* **Instructions to follow**: Give back the entire listing verbatim.

══════════

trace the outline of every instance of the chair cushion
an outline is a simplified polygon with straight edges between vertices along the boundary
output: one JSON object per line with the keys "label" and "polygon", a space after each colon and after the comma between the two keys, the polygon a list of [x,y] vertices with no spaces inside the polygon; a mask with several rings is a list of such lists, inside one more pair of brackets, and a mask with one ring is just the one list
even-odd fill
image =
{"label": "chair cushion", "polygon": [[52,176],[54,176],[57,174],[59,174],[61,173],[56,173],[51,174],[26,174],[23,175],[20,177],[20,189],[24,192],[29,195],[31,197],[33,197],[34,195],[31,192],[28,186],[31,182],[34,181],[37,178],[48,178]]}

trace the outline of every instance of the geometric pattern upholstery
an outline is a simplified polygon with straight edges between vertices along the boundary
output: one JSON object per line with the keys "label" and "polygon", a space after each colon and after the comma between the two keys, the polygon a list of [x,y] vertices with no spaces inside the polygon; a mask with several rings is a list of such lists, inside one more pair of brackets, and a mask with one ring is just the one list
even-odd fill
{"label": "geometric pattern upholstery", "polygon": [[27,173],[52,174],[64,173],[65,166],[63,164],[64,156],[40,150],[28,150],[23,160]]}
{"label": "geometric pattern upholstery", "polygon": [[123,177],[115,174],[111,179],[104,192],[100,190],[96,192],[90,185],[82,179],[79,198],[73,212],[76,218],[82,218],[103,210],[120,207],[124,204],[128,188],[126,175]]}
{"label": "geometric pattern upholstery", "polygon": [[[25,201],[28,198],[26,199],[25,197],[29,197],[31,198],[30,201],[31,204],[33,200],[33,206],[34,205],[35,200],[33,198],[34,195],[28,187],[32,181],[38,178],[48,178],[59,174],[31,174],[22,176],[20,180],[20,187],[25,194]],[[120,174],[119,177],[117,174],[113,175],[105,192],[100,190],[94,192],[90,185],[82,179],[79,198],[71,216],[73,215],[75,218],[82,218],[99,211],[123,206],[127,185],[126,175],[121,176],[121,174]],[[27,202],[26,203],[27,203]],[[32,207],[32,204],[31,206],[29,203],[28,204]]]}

══════════

* **Task solution**:
trace the outline of every instance of the chair cushion
an outline is a simplified polygon with straight edges between vertices along the boundary
output: one JSON object per line with the keys "label" and "polygon", a space after each colon and after the comma between the two keys, the polygon a list of [x,y] vertices with no spaces inside the polygon; a mask with several rings is a list of such lists, inside one more pair of brackets, and a mask with one ring is just the one list
even-odd fill
image =
{"label": "chair cushion", "polygon": [[52,176],[54,176],[57,174],[59,174],[61,173],[56,173],[51,174],[26,174],[23,175],[20,177],[20,189],[24,192],[29,195],[31,197],[33,197],[34,195],[31,192],[28,186],[31,182],[34,181],[37,178],[48,178]]}

trace the outline of every instance of the geometric pattern upholstery
an outline is a simplified polygon with straight edges between vertices along the boundary
output: one JSON object per line with the keys "label" and "polygon", a space after each colon and after the comma between the two keys, the polygon a list of [x,y] vertices with no spaces inside the polygon; a mask with several rings is a list of such lists, inside one more pair of brackets, and a mask with one ring is just the one list
even-odd fill
{"label": "geometric pattern upholstery", "polygon": [[27,173],[52,174],[64,173],[65,166],[63,164],[64,156],[40,150],[28,150],[23,160]]}
{"label": "geometric pattern upholstery", "polygon": [[123,177],[115,174],[111,179],[104,192],[100,190],[96,192],[90,185],[82,179],[79,198],[73,212],[76,218],[82,218],[103,210],[120,207],[124,204],[128,188],[126,175]]}
{"label": "geometric pattern upholstery", "polygon": [[[25,201],[28,198],[26,199],[25,197],[29,197],[31,198],[30,201],[31,204],[33,200],[33,206],[34,205],[35,200],[33,198],[34,195],[28,187],[32,181],[38,178],[48,178],[59,174],[31,174],[22,176],[20,180],[20,187],[25,194]],[[120,174],[119,177],[117,174],[113,175],[105,192],[100,190],[94,192],[90,185],[82,179],[79,198],[71,216],[73,215],[75,218],[82,218],[99,211],[123,206],[127,185],[126,175],[121,176],[121,174]],[[27,202],[26,203],[27,203]],[[32,207],[32,204],[31,206],[29,203],[28,204]]]}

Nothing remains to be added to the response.